▶ **EXERCISE**
Copy out the entries from the very beginning through the line containing "(85, 107), (118, 164)", requests included, and raise every bounding box coordinate in the answers by 69.

-- start of ENTRIES --

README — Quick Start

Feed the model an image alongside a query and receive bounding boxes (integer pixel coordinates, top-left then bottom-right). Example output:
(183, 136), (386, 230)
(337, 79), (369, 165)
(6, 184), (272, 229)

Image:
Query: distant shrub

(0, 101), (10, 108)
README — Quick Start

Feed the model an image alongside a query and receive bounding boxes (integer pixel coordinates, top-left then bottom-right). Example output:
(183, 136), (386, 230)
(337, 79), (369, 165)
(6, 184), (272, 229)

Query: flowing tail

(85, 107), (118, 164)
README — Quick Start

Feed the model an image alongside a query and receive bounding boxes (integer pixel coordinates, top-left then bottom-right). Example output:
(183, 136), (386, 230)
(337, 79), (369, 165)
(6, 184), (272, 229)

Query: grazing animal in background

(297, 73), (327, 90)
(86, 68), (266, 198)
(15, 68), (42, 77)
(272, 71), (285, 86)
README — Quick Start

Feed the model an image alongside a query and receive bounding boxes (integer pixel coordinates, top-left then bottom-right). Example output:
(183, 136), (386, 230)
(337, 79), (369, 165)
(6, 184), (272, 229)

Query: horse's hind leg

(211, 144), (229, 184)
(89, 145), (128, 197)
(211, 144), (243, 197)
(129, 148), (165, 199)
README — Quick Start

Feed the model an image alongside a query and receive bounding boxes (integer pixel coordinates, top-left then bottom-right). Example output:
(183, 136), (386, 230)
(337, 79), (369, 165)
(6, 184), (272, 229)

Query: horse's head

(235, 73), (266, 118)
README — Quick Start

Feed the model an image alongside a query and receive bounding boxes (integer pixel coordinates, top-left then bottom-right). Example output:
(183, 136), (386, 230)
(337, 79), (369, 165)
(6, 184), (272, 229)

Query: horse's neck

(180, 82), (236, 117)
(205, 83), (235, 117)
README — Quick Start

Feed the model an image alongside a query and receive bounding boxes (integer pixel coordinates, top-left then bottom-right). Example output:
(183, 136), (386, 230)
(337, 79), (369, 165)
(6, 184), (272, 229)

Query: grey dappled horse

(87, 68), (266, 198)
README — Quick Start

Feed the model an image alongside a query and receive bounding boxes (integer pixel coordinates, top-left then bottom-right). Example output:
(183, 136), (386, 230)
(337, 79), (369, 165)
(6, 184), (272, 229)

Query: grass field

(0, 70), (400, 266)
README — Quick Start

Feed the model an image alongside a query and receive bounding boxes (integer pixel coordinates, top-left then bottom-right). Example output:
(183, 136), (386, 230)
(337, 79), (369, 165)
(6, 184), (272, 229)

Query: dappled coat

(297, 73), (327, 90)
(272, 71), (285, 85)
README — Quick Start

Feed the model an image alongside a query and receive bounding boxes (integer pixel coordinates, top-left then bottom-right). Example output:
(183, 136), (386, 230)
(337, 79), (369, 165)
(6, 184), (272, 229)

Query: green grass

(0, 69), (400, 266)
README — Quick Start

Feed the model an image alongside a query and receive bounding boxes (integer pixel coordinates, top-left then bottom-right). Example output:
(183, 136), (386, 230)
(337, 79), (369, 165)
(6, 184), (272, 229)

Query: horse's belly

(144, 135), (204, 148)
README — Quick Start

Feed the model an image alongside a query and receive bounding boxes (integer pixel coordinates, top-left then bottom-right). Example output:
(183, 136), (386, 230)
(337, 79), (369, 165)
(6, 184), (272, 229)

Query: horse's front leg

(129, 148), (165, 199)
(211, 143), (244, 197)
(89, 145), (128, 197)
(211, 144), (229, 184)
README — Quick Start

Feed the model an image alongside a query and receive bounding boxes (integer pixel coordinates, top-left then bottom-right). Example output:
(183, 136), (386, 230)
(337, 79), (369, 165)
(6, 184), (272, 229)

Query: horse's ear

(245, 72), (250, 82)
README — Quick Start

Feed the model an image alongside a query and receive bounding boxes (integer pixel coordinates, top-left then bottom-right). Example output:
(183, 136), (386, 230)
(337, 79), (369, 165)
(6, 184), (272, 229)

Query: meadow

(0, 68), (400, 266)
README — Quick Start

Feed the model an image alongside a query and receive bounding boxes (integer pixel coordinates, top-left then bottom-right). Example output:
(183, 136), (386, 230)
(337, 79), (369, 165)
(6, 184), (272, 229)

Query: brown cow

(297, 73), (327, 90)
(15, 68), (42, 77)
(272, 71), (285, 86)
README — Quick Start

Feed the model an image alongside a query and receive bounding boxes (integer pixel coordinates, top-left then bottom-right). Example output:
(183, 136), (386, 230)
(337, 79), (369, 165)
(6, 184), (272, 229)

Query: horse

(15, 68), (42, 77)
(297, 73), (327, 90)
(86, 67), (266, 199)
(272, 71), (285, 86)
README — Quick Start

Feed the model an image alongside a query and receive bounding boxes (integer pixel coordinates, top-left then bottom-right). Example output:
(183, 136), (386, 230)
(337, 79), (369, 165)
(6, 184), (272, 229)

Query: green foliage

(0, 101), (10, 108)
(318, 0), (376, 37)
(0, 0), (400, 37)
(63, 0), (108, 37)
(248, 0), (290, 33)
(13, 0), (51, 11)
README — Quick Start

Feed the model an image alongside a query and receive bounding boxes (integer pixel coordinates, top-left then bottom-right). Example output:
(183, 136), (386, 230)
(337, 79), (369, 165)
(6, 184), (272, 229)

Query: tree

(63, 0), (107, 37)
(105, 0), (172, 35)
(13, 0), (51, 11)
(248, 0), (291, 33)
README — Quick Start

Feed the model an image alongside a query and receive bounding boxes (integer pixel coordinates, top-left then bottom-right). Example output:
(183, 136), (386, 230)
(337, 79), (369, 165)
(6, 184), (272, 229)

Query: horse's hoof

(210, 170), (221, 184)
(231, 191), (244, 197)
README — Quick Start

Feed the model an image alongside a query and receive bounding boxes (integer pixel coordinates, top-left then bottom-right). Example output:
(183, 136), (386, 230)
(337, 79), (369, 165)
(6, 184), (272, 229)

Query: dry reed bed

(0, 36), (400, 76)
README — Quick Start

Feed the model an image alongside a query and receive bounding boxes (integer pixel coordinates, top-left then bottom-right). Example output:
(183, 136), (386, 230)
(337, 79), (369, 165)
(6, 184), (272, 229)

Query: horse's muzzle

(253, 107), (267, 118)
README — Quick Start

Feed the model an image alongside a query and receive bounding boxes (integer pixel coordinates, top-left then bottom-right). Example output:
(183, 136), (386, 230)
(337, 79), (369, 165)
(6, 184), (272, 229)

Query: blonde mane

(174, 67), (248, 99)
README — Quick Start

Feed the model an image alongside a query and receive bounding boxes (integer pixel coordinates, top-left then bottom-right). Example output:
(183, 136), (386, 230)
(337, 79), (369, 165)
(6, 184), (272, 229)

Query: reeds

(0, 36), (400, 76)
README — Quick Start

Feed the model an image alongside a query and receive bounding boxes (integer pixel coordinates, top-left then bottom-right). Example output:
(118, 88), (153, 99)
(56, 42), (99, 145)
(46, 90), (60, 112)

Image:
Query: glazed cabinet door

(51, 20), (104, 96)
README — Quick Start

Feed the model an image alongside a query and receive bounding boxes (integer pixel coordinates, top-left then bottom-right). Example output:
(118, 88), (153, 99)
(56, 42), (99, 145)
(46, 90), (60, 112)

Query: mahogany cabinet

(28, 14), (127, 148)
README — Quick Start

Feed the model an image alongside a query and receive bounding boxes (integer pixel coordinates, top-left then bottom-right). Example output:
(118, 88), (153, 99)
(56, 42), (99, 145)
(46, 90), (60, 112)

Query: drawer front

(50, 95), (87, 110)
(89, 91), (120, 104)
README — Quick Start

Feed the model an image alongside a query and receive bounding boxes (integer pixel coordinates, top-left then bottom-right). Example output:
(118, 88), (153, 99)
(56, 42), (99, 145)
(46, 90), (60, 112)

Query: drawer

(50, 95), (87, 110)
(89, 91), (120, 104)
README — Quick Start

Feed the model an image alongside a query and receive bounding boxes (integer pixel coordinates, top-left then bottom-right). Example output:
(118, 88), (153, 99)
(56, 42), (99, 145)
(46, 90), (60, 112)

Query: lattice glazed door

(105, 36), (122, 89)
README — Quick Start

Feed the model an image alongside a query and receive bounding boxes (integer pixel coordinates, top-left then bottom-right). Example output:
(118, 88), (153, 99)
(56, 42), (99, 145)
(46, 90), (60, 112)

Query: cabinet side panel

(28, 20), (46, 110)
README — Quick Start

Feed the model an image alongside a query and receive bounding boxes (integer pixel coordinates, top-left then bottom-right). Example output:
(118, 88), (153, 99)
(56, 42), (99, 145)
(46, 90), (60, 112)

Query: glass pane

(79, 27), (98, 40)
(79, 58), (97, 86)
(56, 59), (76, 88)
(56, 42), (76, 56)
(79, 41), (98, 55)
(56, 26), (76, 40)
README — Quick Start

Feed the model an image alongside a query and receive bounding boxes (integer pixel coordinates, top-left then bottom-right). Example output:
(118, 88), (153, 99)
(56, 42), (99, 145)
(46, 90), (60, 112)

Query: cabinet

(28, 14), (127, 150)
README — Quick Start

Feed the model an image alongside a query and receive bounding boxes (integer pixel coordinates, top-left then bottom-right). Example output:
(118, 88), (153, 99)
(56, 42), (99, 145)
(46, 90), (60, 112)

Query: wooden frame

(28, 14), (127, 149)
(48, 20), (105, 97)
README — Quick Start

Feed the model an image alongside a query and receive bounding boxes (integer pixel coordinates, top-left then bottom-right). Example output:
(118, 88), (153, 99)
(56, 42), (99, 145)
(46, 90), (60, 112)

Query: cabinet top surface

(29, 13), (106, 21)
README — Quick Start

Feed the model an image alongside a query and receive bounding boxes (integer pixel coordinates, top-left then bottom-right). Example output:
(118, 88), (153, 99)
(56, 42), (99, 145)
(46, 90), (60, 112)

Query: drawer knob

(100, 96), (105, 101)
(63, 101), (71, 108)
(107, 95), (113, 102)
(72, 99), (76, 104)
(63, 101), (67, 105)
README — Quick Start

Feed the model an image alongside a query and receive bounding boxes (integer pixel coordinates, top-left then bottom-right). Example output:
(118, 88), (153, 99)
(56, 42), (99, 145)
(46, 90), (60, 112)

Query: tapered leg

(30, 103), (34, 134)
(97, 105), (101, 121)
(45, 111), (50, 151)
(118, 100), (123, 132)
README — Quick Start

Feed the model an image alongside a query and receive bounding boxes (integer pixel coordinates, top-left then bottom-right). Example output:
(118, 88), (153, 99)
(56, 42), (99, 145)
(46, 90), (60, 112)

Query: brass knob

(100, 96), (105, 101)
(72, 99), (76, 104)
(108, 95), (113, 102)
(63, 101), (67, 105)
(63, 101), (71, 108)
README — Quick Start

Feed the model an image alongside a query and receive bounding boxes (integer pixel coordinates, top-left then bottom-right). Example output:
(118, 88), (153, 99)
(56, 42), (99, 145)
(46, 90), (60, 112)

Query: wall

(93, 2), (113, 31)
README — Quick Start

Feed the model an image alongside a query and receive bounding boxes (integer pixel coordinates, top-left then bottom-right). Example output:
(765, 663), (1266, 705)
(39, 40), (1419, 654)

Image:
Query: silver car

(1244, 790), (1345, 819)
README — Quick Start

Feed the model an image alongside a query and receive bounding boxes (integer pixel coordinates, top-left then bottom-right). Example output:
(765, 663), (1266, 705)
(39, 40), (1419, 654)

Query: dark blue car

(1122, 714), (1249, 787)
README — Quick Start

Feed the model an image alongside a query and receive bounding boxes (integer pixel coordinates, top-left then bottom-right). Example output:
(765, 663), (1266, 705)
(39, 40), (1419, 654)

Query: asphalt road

-- end of ENTRIES --

▶ **SOLUTION BELOW**
README — Quick Start

Feed the model an image alongside a query and receive bounding boxes (integer pixel coordinates, top-left then bottom-right). Example output:
(183, 136), (386, 230)
(337, 79), (369, 165)
(6, 184), (272, 229)

Image:
Query: distant shrub

(69, 170), (79, 177)
README — Quick Start

Feed the model an image alongside a query and receive bounding boxes (integer pixel coordinates, top-left then bottom-right). Example output:
(183, 136), (386, 230)
(337, 79), (369, 165)
(6, 184), (272, 229)

Query: flowing tail

(154, 176), (187, 233)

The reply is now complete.